Source data Start Marker

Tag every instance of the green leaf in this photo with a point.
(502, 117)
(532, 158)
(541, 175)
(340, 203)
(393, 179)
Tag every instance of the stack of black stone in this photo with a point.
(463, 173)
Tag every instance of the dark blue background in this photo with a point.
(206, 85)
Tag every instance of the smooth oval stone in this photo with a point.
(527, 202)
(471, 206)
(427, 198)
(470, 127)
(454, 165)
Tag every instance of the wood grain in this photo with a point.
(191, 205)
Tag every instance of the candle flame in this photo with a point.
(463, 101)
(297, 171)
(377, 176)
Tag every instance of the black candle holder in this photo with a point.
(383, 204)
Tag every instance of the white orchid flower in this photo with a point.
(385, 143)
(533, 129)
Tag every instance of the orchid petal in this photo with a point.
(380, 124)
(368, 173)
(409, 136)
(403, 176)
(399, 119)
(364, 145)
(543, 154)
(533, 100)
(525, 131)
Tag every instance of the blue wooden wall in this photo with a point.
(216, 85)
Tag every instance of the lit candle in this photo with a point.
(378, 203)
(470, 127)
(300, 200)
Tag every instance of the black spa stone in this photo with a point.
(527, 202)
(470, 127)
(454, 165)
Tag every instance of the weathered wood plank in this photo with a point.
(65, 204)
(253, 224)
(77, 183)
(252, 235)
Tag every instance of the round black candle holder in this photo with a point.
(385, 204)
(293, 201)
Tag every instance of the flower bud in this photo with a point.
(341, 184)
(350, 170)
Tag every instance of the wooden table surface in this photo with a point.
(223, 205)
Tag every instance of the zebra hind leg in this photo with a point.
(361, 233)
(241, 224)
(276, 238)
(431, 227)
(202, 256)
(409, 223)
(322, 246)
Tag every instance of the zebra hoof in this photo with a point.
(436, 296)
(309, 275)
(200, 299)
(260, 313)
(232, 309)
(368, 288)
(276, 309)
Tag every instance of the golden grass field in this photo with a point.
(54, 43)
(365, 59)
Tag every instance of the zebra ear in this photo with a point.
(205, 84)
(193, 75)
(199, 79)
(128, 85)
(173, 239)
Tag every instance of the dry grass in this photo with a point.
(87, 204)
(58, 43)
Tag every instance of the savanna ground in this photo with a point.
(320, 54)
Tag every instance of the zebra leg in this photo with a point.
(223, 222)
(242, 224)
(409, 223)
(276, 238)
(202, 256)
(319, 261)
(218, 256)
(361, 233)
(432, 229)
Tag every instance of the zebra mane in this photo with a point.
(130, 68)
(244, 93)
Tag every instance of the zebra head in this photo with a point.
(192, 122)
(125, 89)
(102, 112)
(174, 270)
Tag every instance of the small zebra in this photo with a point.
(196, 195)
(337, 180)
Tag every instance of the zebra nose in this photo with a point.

Source data End Marker

*Problem requirements:*
Each line of the data must come back exactly as written.

*Response to the task:*
Tag every instance of the green leaf in this photo with a point.
(502, 117)
(532, 158)
(541, 175)
(340, 203)
(393, 179)
Tag every instance of the stack of black stone in this photo with a point.
(463, 173)
Tag every instance of the dark blue background in this photo with a point.
(206, 85)
Tag every instance of the smooth oval stone in this photo with a point.
(527, 202)
(471, 206)
(427, 198)
(470, 127)
(454, 165)
Tag every instance of the wood grain in this photo with a point.
(191, 205)
Tag every instance of the candle flame in this photo with a point.
(463, 101)
(297, 171)
(377, 176)
Tag every instance of the black candle holder in this photo with a point.
(383, 204)
Tag every instance of the white orchid flower in this photo with a point.
(385, 143)
(533, 129)
Tag every instance of the orchid petal in this photo with a point.
(380, 124)
(368, 173)
(409, 136)
(403, 176)
(399, 119)
(364, 145)
(543, 154)
(533, 100)
(525, 131)
Tag every instance of the blue wooden wall in this photo with a point.
(216, 85)
Tag every instance of the lit candle in this photo with a point.
(378, 203)
(470, 127)
(300, 200)
Tag every instance of the black spa stone in this photo with a point.
(527, 202)
(470, 127)
(454, 165)
Tag every instance of the weathered wood plank in this photo with a point.
(65, 204)
(253, 224)
(77, 183)
(252, 235)
Tag every instance of the round black candle holder in this photo with a point.
(385, 204)
(293, 201)
Tag every instance of the flower bud in this photo with a point.
(341, 184)
(350, 170)
Tag every instance of the wooden table surface in this photo with a point.
(223, 205)
Tag every instance of the zebra hind leg in this photo with a point.
(361, 233)
(241, 224)
(276, 238)
(431, 227)
(202, 256)
(409, 223)
(322, 246)
Tag every instance of the zebra hoof in this photo with a point.
(436, 296)
(309, 275)
(200, 299)
(260, 313)
(232, 309)
(368, 288)
(276, 309)
Tag every instance of the golden grass field in this photo with a point.
(54, 43)
(365, 59)
Tag every instance of the zebra ear in this photo with a point.
(205, 84)
(193, 75)
(199, 79)
(128, 85)
(173, 239)
Tag every instance of the dry grass in this photo with a point.
(87, 204)
(58, 43)
Tag every instance of the savanna ground in this photo with a point.
(320, 54)
Tag every instance of the zebra leg in this photo with a point.
(223, 222)
(242, 224)
(409, 223)
(276, 238)
(202, 256)
(319, 261)
(218, 256)
(361, 233)
(432, 229)
Tag every instance of the zebra mane in this photo with a point.
(130, 68)
(244, 93)
Tag every instance of the zebra head in this photo with a point.
(192, 122)
(125, 89)
(102, 112)
(174, 270)
Tag every instance of the small zebra in this photo with a point.
(196, 195)
(337, 180)
Tag every instance of the zebra nose in this photo with a point.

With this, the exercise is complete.